If a line in the records below contains the word "positive", copy it.

*** Data to use ***

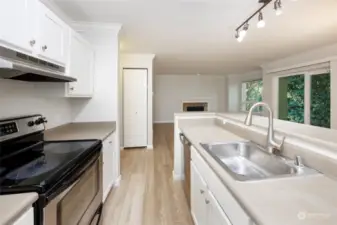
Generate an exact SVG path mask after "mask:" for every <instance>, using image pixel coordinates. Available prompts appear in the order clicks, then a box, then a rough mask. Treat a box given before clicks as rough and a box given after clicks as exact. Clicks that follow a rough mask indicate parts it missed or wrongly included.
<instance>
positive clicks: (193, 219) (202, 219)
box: [191, 162, 231, 225]
mask: <svg viewBox="0 0 337 225" xmlns="http://www.w3.org/2000/svg"><path fill="white" fill-rule="evenodd" d="M191 212H192V217H193V220H194V223H195V225H231V223H230V222H229V220H228V218H227V216H226V214H225V213H224V212H223V210H222V209H221V207H220V206H219V204H218V203H217V201H216V199H215V198H214V196H213V194H212V192H210V191H209V190H208V188H207V185H206V183H205V181H204V180H203V178H202V177H201V175H200V173H199V172H198V169H197V168H196V166H195V165H194V164H193V162H191Z"/></svg>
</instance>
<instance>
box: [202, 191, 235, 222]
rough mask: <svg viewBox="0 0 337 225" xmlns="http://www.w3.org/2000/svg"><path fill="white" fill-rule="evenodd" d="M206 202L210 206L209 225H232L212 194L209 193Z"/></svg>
mask: <svg viewBox="0 0 337 225" xmlns="http://www.w3.org/2000/svg"><path fill="white" fill-rule="evenodd" d="M206 201H207V204H208V212H207V224H212V225H232V224H231V222H230V221H229V219H228V218H227V215H226V214H225V213H224V211H223V210H222V208H221V206H220V205H219V203H218V202H217V200H216V199H215V197H214V195H213V194H212V192H210V191H208V193H207V200H206Z"/></svg>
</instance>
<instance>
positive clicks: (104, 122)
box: [44, 122, 116, 141]
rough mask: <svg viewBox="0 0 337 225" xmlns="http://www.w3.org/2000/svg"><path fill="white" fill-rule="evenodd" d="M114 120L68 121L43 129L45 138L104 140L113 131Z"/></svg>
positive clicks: (50, 140)
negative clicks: (93, 120) (83, 121)
mask: <svg viewBox="0 0 337 225" xmlns="http://www.w3.org/2000/svg"><path fill="white" fill-rule="evenodd" d="M115 130H116V122H88V123H69V124H66V125H62V126H59V127H56V128H52V129H49V130H46V131H45V137H44V138H45V140H49V141H56V140H82V139H100V140H105V139H106V138H107V137H108V136H109V135H110V134H112V133H113V132H115Z"/></svg>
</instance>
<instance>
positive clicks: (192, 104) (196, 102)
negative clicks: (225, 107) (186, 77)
mask: <svg viewBox="0 0 337 225" xmlns="http://www.w3.org/2000/svg"><path fill="white" fill-rule="evenodd" d="M207 111H208V103H207V102H184V103H183V112H207Z"/></svg>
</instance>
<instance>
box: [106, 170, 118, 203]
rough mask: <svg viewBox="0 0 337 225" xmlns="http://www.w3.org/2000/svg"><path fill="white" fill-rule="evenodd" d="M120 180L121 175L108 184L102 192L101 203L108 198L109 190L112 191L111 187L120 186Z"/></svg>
mask: <svg viewBox="0 0 337 225" xmlns="http://www.w3.org/2000/svg"><path fill="white" fill-rule="evenodd" d="M121 180H122V175H119V177H118V178H117V179H116V180H114V181H112V182H111V183H110V184H109V186H108V189H107V190H106V191H105V192H104V193H103V203H104V202H105V200H106V199H107V198H108V196H109V194H110V192H111V191H112V189H113V188H114V187H119V186H120V184H121Z"/></svg>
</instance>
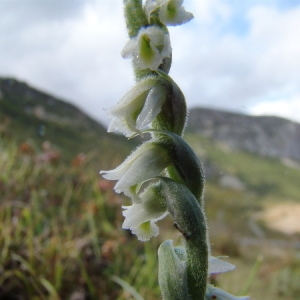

*** End of Data to use ***

*Solved problem*
positive clicks: (193, 219) (202, 219)
positive clicks: (104, 122)
positive clicks: (50, 140)
positive clicks: (192, 104) (196, 102)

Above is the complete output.